Rules-based trade – such as the Trans-Pacific Partnership (TPP) – makes U.S. workers more competitive in the global economy, U.S. Secretary of Commerce Penny Pritzker told Pacific Council members during Members Weekend 2016. The discussion covered several topics including anxieties about globalization, the refugee crisis, competition with China, the lasting effects of the North American Free Trade Agreement (NAFTA), and more.
The interview was moderated by Ms. Ann M. Simmons, global development writer and editor at the Los Angeles Times.
Secretary Pritzker said the United States is entering its eighth year of expansion and listed several positive steps the U.S. economy has taken: real GDP has grown about 2.1 percent on average since 2009; 156,000 jobs were created in September 2016; hourly earnings are up about 2.8 percent in 2016; and real median household income is up over five percent between 2014-15.
However, she said overall growth remains relatively slow – 1.4 percent in the United States last quarter – because of economic slowdown around the world, including in China and the United Kingdom. The International Monetary Fund is predicting 3.4 percent global growth in 2017.

## TASK INSTRUCTIONS:
[1] Translate this sentence from the Pritzker article into Spanish: "The interview was moderated by Ms. Ann M. Simmons, global development writer and editor at the Los Angeles Times."
[2] Transcribe the stretch of the Pritzker article from "Secretary Pritzker said" through "growth in 2017.".
Work from the Pritzker article alone, without outside knowledge.

## PROVIDED RECORDS:

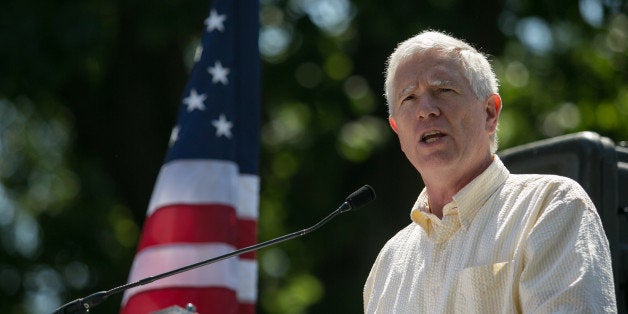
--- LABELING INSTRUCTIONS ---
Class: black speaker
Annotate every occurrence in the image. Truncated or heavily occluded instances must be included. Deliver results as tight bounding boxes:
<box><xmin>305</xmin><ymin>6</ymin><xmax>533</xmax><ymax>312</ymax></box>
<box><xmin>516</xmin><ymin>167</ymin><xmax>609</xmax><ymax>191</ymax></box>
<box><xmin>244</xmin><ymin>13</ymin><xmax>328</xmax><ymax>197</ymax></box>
<box><xmin>498</xmin><ymin>132</ymin><xmax>628</xmax><ymax>313</ymax></box>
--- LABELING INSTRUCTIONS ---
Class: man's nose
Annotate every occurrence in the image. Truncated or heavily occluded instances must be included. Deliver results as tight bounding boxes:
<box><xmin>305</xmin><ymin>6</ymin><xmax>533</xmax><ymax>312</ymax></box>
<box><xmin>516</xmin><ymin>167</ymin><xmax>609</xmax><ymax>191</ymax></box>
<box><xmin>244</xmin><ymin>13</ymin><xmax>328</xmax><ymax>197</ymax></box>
<box><xmin>417</xmin><ymin>94</ymin><xmax>440</xmax><ymax>119</ymax></box>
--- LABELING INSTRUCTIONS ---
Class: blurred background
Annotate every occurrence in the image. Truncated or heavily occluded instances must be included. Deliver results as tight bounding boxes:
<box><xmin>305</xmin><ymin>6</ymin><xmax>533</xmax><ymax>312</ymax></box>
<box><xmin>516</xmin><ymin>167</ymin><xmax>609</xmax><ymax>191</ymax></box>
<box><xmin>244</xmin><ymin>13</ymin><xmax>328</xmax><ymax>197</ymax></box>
<box><xmin>0</xmin><ymin>0</ymin><xmax>628</xmax><ymax>313</ymax></box>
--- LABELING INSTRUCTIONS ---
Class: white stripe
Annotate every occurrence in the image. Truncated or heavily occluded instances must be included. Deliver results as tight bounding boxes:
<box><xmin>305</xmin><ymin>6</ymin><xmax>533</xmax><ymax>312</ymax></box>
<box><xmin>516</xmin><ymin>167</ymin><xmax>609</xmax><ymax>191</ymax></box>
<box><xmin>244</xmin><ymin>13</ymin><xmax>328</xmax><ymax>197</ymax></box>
<box><xmin>237</xmin><ymin>174</ymin><xmax>259</xmax><ymax>220</ymax></box>
<box><xmin>122</xmin><ymin>243</ymin><xmax>242</xmax><ymax>305</ymax></box>
<box><xmin>238</xmin><ymin>259</ymin><xmax>257</xmax><ymax>303</ymax></box>
<box><xmin>146</xmin><ymin>159</ymin><xmax>259</xmax><ymax>220</ymax></box>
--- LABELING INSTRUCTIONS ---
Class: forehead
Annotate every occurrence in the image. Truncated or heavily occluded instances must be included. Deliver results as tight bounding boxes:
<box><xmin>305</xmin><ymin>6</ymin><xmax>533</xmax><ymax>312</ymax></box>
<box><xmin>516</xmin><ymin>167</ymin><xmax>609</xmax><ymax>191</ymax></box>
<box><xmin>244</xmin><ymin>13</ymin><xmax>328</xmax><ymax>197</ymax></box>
<box><xmin>393</xmin><ymin>52</ymin><xmax>466</xmax><ymax>88</ymax></box>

## SOLUTIONS TO THE EXERCISE:
[1] La entrevista fue moderada por la Sra. Ann M. Simmons, redactora y editora de desarrollo global en Los Angeles Times.

[2]
Secretary Pritzker said the United States is entering its eighth year of expansion and listed several positive steps the U.S. economy has taken: real GDP has grown about 2.1 percent on average since 2009; 156,000 jobs were created in September 2016; hourly earnings are up about 2.8 percent in 2016; and real median household income is up over five percent between 2014-15.
However, she said overall growth remains relatively slow – 1.4 percent in the United States last quarter – because of economic slowdown around the world, including in China and the United Kingdom. The International Monetary Fund is predicting 3.4 percent global growth in 2017.